**ИСХОДНЫЙ ТЕКСТ**

--

Несмотря на свою большую занятость в июне 1879 года у доктора Хоара, в первые недели работы Артур Конан Дойл, рискуя своей жизнью, решил провести на себе опасный эксперимент9. Еще до этого он страдал от невралгии и несколько раз принимал болеутоляющее средство алкалоид гельземиум10. Это лекарство было получено из Gelseminum sempervirens (позже его стали называть просто гельземиум), вьющегося растения с желтоватыми цветками, которое произрастает в тропических и субтропических лесах Центральной и Южной Америки. В обиходе его еще называли то «вечерний горн» (по форме цветка, напоминающего раструб музыкального инструмента), то «желтый жасмин». Практически все части этого растения содержали большое количество алкалоидов семейства стрихнинов11. После первых доз этого лекарства боль не утихала, поэтому Артур решил превысить предписанную дозу: симптомов отравления он при этом не наблюдал.
Альфред Баринг Гаррод подробно описал гельземиум в своем справочнике «Materia Medica» («Фармакология»). В своем экземпляре этой книги Артур Конан Дойл сделал собственную запись о данном препарате, которую он озаглавил «Tinctura Gelsemii». В ней Артур подчеркнул основные моменты в соответствующей статье Гаррода: «Применяется при различных формах невралгии, ревматизме и мышечных спазмах как седативное средство… Смерть может наступить в результате апноэ, из-за паралича дыхательных мышц». В разделе «Показания к применению» Артур добавил на полях: «Также при хорее и воспалениях».
Под этими записями Артур Конан Дойл написал: «Фрейзер» – и подчеркнул это. Томас Ричард Фрейзер, когда-то работавший ассистентом Роберта Кристисона, после выхода своего наставника в отставку в 1877 году занял вместо него должность профессора фармакологии. Фрейзер, как и Кристисон, любил рисковать и ставить фармакологические опыты на себе. Он начал подобные эксперименты с изучения калабарского боба, продолжив работу Роберта Кристисона. В результате Фрезер написал на эту тему блестящую диссертацию, высоко оцененную научным сообществом. За нее ученому была вручена награда – золотая медаль. Когда Артур был еще студентом, Томас Ричард Фрейзер уже считался значительной фигурой в научных кругах. В том же году, когда Фрейзер стал профессором фармакологии, его пригласили вступить в Королевское общество, а в 1878 году он стал деканом медицинского факультета Эдинбургского университета. Артур Конан Дойл учился у него на втором курсе.

--

**ИСХОДНЫЕ ДАННЫЕ**
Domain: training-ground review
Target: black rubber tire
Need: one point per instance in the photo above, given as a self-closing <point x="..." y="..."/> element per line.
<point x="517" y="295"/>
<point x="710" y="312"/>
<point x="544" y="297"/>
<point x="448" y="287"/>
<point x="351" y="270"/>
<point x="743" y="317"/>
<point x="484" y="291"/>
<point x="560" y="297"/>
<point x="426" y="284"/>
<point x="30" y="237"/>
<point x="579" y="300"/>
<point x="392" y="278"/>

--

**ЗАДАНИЯ**
a) Определите, соответствуют ли исходному тексту утверждения (i), (ii) и (iii). Для каждого ответьте «да» или «нет» и приведите решающие слова текста дословной цитатой.
(i) Растение, из которого получен гельземиум, растет в лесах Африки.
(ii) Превысив предписанную дозу, Артур не заметил у себя признаков отравления.
(iii) Фрейзер стал деканом медицинского факультета Эдинбургского университета в 1877 году.
b) Объясните в одном–трех предложениях, почему, согласно исходному тексту, Артур решил превысить предписанную дозу гельземиума.
c) Какую должность, согласно исходному тексту, занял Томас Ричард Фрейзер в 1877 году после выхода Роберта Кристисона в отставку?

**ОТВЕТЫ К ЗАДАНИЯМ**
a)
(i) Нет: «произрастает в тропических и субтропических лесах Центральной и Южной Америки».
(ii) Да: «симптомов отравления он при этом не наблюдал».
(iii) Нет: «а в 1878 году он стал деканом медицинского факультета Эдинбургского университета».

b) После первых доз гельземиума боль от невралгии не утихала. Поэтому Артур решил принять дозу больше предписанной.

c) Должность профессора фармакологии.